Instructions ->
- a) For each statement, say whether it agrees with the Federal Security Force text, answering yes or no and quoting the deciding words. (i) The FSF was formed in response to a police strike in March 1972. (ii) At its peak, the FSF had fewer than 10,000 personnel. (iii) Masood Mahmood was the FSF's first director general.
- b) Repeat the Federal Security Force text from "Haq Nawaz Tiwana" up to and including "in numerous casualties.", renaming "director general" as "chief".

Document segment ->
· · ·

Former Pakistani secret police agency (1972–77)

The Federal Security Force (FSF) was a paramilitary and secret police force in Pakistan from 1972 to 1977. The FSF was established by then-President Zulfikar Ali Bhutto as a task force of the Government of Pakistan as a substitute for the use of the Pakistan Armed Forces in civilian affairs. It was mainly to serve as protection for civil leadership such as the Prime Minister and Leader of the Opposition, and assisting the government and police in maintaining law and order. The FSF was disbanded by military dictator Muhammad Zia-ul-Haq after Bhutto was overthrown in the 1977 Pakistani military coup.

==History==
The Federal Security Force was established in 1972 by Zulfiqar Ali Bhutto, the President of Pakistan at the time, as a paramilitary force under the direct control of the Government of Pakistan. Its formation was a response to a police strike in March 1972, which raised concerns about the reliability of existing law enforcement institutions and the potential for increased civil unrest. The FSF also served as a civilian armed force to balance with the Pakistan Armed Forces, which was deeply involved in the politics of Pakistan and had ruled the country from 1958 to 1971.

At its peak, the FSF comprised over 15,000 personnel. Its primary responsibilities included assisting the police in maintaining order, securing political events, surveilling political opponents and, in some instances, using violence to suppress opposition. The FSF also engaged in intelligence collection aimed at countering opposition parties and identifying potential threats.

Haq Nawaz Tiwana was the FSF's first director general, later replaced by Masood Mahmood, a former British Indian Police Service officer and a Lincoln's Inn law graduate. Mahmood's tenure saw a close collaboration with Bhutto, but shifted allegiance to Zia-ul-Haq following the reopening of the Nawab Muhammad Ahmed Khan Kasuri murder case and he testified against Bhutto, contributing to his execution.

The necessity and motives behind the FSF's establishment have been subjects of debate. Critics argue that its creation was driven by Bhutto's desire to suppress opposition and instill fear among political adversaries. The FSF was implicated in several violent incidents, including the killing of Nazir Ahmad, a Jamaat-i-Islami leader, and the Liaquat Bagh shooting in 1973, which resulted in numerous casualties.

The FSF's legitimacy as a coup-prevention unit came under scrutiny, and its operations increasingly attracted public criticism. The FSF was officially disbanded in July 1977 by Zia-ul Haq administration. After its disestablishment in 1977, cases were opened against FSF officials Mian Abbas, Arshad Iqbal, Ghulam Mustafa, and Rana Iftikhar and were later sentenced to death for extrajudicial killings.

· · ·

(Extracted data entries)

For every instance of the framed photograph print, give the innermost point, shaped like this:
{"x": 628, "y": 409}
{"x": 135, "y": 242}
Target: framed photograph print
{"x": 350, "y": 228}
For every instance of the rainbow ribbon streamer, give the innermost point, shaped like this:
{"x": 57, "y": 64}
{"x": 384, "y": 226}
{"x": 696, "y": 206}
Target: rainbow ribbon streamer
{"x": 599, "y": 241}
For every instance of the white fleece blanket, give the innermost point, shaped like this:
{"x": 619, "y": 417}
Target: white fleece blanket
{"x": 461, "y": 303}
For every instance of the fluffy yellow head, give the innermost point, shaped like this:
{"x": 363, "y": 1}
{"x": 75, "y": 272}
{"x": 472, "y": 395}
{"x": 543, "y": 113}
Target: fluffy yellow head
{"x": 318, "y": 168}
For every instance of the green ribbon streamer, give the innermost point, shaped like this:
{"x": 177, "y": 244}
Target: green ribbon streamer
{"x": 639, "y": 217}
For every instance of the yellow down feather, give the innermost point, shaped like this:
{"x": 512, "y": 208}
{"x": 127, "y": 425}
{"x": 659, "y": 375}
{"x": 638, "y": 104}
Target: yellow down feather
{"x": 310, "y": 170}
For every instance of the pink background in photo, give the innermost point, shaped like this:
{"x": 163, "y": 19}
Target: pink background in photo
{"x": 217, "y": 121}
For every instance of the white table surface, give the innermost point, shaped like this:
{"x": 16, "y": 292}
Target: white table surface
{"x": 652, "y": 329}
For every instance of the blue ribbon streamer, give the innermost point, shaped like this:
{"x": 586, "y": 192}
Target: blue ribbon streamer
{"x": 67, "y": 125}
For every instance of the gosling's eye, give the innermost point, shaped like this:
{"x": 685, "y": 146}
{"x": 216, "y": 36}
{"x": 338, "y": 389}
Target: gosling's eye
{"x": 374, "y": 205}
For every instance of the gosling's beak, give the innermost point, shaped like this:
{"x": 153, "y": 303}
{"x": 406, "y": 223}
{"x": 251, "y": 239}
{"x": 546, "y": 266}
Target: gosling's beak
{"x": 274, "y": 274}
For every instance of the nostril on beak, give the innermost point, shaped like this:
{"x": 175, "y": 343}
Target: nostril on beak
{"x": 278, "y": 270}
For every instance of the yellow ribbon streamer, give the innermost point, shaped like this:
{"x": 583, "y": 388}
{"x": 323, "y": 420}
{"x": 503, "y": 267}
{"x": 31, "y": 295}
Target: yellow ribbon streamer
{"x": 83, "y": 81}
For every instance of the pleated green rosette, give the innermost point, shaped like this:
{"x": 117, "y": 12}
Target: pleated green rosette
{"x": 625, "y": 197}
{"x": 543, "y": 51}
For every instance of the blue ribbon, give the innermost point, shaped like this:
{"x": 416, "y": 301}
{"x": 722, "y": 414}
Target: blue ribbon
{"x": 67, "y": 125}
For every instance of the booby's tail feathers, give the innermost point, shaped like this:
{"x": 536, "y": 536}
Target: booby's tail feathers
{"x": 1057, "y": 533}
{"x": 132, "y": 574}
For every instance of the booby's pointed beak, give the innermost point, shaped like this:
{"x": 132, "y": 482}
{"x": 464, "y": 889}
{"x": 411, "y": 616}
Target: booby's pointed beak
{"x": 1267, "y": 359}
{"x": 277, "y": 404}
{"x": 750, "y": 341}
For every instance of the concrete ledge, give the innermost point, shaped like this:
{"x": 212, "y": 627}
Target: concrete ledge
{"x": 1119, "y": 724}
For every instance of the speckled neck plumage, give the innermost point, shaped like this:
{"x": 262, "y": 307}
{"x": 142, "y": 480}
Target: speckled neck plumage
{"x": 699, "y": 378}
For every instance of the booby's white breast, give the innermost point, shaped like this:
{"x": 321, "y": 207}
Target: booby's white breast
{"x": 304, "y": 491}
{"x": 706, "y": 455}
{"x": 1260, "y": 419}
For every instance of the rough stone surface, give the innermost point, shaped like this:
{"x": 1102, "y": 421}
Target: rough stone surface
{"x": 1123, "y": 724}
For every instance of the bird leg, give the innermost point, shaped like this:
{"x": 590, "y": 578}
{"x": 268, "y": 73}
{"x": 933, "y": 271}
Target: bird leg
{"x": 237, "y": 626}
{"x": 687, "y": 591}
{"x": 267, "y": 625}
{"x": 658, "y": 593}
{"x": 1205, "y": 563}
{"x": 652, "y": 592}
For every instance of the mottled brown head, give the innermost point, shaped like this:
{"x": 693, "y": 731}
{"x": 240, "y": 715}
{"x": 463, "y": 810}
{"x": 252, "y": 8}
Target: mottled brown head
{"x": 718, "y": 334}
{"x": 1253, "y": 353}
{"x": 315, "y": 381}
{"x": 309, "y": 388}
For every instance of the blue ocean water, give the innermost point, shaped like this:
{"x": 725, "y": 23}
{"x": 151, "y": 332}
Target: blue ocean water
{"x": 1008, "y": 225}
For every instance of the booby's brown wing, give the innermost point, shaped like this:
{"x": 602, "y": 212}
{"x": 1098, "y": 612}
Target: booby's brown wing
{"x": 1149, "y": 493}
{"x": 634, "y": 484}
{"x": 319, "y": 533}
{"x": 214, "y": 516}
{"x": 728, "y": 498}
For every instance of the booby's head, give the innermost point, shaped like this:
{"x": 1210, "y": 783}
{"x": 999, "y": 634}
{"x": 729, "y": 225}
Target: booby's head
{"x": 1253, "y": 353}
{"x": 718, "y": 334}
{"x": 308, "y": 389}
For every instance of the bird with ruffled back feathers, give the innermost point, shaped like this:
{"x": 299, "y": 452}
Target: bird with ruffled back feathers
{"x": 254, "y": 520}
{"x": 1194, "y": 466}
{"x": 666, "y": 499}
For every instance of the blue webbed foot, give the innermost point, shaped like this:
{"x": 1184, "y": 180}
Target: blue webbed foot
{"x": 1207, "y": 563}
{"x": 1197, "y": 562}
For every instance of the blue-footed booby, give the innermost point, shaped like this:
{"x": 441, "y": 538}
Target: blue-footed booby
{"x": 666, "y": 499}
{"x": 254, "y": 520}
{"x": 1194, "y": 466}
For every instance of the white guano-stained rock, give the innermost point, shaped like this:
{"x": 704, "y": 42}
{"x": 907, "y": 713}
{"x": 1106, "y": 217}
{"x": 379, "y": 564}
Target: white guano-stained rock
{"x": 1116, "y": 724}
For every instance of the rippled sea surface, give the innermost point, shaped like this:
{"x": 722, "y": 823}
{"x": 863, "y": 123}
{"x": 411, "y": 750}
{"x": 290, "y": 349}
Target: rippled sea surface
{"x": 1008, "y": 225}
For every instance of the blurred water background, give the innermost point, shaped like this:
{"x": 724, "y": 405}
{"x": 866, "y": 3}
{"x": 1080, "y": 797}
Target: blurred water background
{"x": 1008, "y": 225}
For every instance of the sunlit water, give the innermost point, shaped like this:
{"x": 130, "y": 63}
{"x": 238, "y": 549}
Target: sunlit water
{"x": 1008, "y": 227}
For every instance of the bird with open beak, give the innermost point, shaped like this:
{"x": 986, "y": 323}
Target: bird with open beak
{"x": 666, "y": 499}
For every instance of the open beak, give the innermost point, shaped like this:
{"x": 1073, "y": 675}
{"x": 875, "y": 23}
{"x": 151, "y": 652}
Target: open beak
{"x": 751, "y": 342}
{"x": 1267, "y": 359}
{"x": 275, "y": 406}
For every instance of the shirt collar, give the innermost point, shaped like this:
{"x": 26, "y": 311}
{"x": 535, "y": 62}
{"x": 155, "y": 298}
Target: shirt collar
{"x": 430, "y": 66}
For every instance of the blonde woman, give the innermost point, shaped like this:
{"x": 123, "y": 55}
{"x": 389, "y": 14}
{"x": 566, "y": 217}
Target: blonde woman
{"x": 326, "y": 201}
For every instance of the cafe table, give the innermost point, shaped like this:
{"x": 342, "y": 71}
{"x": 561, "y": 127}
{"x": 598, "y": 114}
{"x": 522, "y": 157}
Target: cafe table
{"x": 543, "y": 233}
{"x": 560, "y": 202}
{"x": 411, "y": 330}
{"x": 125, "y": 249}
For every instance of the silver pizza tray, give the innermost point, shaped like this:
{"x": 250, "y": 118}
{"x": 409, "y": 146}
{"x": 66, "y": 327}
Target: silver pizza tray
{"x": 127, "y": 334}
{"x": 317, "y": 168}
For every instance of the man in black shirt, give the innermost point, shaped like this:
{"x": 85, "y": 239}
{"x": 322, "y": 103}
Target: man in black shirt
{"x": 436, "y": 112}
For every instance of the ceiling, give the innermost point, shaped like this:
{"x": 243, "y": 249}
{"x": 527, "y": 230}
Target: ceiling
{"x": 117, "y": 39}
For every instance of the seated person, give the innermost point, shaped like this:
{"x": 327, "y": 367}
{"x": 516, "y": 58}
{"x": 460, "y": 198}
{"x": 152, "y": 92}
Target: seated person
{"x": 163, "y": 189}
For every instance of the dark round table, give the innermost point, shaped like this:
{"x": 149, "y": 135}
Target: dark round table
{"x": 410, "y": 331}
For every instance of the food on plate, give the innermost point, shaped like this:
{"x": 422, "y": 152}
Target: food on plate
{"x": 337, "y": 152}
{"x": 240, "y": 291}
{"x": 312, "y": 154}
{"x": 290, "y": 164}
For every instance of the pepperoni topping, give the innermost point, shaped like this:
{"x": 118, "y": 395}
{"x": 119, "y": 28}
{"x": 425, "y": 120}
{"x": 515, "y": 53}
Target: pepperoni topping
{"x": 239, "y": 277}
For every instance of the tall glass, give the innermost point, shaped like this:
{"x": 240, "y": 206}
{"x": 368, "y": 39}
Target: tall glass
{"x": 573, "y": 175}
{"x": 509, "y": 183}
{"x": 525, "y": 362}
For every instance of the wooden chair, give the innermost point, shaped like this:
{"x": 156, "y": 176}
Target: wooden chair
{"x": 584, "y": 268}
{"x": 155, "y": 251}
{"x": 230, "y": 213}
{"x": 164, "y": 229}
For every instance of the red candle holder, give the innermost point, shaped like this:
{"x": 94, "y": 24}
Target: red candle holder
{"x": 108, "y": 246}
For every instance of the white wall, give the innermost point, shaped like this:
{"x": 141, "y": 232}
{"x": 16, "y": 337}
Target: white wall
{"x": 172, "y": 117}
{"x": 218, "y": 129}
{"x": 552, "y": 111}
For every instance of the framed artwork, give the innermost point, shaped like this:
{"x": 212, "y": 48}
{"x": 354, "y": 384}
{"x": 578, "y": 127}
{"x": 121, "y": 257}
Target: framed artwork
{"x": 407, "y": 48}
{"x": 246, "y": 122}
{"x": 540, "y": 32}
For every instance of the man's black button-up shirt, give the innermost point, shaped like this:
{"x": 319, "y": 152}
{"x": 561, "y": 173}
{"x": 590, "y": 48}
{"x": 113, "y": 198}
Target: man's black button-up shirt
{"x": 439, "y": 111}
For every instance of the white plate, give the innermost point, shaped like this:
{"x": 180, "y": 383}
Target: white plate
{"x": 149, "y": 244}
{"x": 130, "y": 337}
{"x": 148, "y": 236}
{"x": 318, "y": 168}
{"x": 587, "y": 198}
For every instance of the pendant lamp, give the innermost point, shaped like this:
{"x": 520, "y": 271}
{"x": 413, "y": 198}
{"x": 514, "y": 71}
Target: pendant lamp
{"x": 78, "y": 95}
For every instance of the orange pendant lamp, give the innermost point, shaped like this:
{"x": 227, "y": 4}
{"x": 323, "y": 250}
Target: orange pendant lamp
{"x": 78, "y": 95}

· · ·

Answers in order ->
- a)
(i) Yes: "Its formation was a response to a police strike in March 1972"
(ii) No: "At its peak, the FSF comprised over 15,000 personnel."
(iii) No: "Haq Nawaz Tiwana was the FSF's first director general, later replaced by Masood Mahmood"

- b)
Haq Nawaz Tiwana was the FSF's first chief, later replaced by Masood Mahmood, a former British Indian Police Service officer and a Lincoln's Inn law graduate. Mahmood's tenure saw a close collaboration with Bhutto, but shifted allegiance to Zia-ul-Haq following the reopening of the Nawab Muhammad Ahmed Khan Kasuri murder case and he testified against Bhutto, contributing to his execution.

The necessity and motives behind the FSF's establishment have been subjects of debate. Critics argue that its creation was driven by Bhutto's desire to suppress opposition and instill fear among political adversaries. The FSF was implicated in several violent incidents, including the killing of Nazir Ahmad, a Jamaat-i-Islami leader, and the Liaquat Bagh shooting in 1973, which resulted in numerous casualties.